* To be done: Locate every line below containing the string "flower" and copy each of those lines.

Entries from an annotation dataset
☆ ☆ ☆ ☆ ☆ ☆ ☆

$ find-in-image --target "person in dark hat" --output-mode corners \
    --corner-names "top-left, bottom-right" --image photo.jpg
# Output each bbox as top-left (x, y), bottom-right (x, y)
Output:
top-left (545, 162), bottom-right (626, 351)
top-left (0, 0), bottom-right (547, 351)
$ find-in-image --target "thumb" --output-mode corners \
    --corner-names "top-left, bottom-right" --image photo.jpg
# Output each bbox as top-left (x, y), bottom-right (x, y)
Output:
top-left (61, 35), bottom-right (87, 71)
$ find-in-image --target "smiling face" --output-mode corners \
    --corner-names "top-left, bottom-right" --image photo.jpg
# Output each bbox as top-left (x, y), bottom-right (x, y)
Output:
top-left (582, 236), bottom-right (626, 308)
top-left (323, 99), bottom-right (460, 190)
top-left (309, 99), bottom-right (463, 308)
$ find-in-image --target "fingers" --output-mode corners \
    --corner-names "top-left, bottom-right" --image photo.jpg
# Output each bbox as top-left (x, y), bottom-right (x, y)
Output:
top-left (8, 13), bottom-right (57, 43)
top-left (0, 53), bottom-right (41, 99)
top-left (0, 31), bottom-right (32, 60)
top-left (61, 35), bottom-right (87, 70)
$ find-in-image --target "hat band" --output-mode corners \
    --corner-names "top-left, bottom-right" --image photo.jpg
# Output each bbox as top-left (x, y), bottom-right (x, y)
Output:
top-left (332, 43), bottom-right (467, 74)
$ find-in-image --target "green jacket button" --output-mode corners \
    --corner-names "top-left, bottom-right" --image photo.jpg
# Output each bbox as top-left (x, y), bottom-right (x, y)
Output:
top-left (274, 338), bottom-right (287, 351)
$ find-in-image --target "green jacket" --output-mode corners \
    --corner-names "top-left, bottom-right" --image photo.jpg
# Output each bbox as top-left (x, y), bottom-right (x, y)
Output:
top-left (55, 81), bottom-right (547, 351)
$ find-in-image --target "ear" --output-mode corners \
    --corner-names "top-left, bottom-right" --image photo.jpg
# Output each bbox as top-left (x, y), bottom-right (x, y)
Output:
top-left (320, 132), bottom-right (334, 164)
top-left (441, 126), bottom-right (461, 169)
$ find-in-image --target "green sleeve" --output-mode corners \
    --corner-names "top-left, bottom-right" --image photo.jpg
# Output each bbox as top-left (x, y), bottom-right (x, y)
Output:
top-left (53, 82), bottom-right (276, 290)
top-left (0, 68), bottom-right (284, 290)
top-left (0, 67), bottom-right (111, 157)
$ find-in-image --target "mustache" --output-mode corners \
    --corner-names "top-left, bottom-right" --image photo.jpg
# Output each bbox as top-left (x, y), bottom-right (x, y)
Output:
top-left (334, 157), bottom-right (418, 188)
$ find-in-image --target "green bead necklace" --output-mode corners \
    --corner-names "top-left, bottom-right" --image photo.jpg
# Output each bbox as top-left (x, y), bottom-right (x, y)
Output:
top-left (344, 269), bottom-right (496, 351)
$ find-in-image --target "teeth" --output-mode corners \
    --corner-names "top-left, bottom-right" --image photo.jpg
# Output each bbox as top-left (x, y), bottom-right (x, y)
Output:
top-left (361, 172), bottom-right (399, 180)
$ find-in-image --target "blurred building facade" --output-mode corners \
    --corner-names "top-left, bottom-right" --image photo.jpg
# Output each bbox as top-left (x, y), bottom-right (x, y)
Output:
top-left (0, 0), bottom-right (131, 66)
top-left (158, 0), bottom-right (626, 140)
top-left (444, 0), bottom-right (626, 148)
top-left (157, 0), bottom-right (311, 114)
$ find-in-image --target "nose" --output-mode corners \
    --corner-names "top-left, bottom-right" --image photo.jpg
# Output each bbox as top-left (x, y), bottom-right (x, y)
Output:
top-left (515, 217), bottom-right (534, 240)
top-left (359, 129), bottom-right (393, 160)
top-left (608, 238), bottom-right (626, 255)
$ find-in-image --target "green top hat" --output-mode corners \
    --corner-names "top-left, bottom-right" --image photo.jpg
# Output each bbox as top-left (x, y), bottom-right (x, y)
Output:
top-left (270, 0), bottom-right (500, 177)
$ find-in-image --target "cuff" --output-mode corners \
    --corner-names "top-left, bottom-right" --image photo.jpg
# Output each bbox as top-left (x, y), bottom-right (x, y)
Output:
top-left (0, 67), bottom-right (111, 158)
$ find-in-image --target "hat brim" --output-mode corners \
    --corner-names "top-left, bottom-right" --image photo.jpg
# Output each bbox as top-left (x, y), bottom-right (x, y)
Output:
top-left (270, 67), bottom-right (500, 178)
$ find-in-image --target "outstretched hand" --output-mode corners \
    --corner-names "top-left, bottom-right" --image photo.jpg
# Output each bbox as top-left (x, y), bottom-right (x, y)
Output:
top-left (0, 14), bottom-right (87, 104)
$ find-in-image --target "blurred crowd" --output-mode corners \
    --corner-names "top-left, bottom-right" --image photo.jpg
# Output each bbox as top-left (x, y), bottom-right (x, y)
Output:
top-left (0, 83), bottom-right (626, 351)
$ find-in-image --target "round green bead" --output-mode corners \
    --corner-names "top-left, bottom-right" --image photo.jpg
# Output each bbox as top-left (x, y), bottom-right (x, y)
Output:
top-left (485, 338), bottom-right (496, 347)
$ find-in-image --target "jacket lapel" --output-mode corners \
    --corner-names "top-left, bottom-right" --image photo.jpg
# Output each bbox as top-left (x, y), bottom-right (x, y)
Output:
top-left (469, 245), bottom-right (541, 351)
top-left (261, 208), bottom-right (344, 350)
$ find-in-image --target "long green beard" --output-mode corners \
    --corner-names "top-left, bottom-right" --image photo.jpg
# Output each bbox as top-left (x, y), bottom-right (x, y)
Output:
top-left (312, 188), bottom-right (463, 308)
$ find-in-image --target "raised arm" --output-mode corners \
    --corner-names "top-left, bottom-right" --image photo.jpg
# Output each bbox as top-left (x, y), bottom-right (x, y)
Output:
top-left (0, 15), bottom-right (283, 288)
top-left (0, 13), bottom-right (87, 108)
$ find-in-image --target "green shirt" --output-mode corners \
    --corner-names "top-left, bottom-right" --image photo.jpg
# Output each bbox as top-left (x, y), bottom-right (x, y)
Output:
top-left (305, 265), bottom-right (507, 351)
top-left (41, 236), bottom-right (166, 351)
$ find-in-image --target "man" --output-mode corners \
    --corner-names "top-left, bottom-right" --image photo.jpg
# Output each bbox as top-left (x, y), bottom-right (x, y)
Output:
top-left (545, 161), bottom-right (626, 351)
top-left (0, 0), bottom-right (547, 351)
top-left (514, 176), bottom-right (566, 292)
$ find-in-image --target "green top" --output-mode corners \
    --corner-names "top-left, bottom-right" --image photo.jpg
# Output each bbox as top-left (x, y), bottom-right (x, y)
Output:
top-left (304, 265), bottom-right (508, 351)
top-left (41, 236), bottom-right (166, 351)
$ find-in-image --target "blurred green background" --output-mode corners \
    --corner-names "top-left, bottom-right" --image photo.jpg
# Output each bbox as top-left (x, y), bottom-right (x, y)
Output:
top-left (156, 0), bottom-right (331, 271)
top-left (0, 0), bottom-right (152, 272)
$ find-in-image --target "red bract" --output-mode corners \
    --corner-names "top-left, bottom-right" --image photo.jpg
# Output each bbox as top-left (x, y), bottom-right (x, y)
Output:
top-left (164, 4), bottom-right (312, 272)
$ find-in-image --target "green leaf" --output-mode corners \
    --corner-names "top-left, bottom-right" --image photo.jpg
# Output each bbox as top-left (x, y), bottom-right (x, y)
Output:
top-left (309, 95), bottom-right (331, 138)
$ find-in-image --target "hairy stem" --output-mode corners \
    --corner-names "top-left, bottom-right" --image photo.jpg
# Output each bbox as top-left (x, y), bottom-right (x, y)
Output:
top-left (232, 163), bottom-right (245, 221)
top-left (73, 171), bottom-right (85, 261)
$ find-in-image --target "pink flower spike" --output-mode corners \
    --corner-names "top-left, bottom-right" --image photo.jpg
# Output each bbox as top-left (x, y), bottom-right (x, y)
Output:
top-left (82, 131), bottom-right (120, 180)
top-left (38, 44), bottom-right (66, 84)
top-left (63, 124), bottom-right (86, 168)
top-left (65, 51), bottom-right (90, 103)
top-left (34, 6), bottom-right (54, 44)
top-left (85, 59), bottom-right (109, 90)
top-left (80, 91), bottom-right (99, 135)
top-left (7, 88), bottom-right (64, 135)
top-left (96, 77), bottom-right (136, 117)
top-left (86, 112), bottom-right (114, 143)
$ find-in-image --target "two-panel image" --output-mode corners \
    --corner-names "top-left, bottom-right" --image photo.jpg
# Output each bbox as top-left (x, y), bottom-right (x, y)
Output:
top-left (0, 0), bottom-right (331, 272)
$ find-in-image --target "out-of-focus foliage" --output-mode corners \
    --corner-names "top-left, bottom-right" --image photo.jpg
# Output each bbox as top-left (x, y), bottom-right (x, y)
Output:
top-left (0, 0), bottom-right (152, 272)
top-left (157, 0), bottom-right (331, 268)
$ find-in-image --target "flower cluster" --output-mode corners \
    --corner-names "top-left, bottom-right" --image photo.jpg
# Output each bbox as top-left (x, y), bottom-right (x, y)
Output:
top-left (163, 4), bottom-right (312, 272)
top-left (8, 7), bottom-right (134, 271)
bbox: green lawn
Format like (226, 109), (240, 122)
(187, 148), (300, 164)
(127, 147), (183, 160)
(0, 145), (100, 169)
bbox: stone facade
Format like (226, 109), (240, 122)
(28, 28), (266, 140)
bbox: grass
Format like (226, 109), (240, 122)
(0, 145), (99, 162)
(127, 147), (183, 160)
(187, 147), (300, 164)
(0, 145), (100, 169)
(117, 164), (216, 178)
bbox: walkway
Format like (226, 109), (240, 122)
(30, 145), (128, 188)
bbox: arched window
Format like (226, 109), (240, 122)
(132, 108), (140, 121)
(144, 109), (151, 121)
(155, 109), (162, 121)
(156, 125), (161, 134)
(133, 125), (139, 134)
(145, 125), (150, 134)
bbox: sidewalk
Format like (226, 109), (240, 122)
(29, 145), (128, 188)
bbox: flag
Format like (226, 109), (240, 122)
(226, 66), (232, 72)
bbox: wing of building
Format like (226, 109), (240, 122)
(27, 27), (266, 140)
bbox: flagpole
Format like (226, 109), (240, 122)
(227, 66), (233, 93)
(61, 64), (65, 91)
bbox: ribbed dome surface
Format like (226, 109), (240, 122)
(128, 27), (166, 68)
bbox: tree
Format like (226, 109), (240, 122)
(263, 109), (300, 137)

☆ ☆ ☆ ☆ ☆ ☆ ☆

* Answer to the task:
$ find-in-image --target "pink flower spike" --output-mode corners \
$ find-in-image --target "flower cluster" --output-mode corners \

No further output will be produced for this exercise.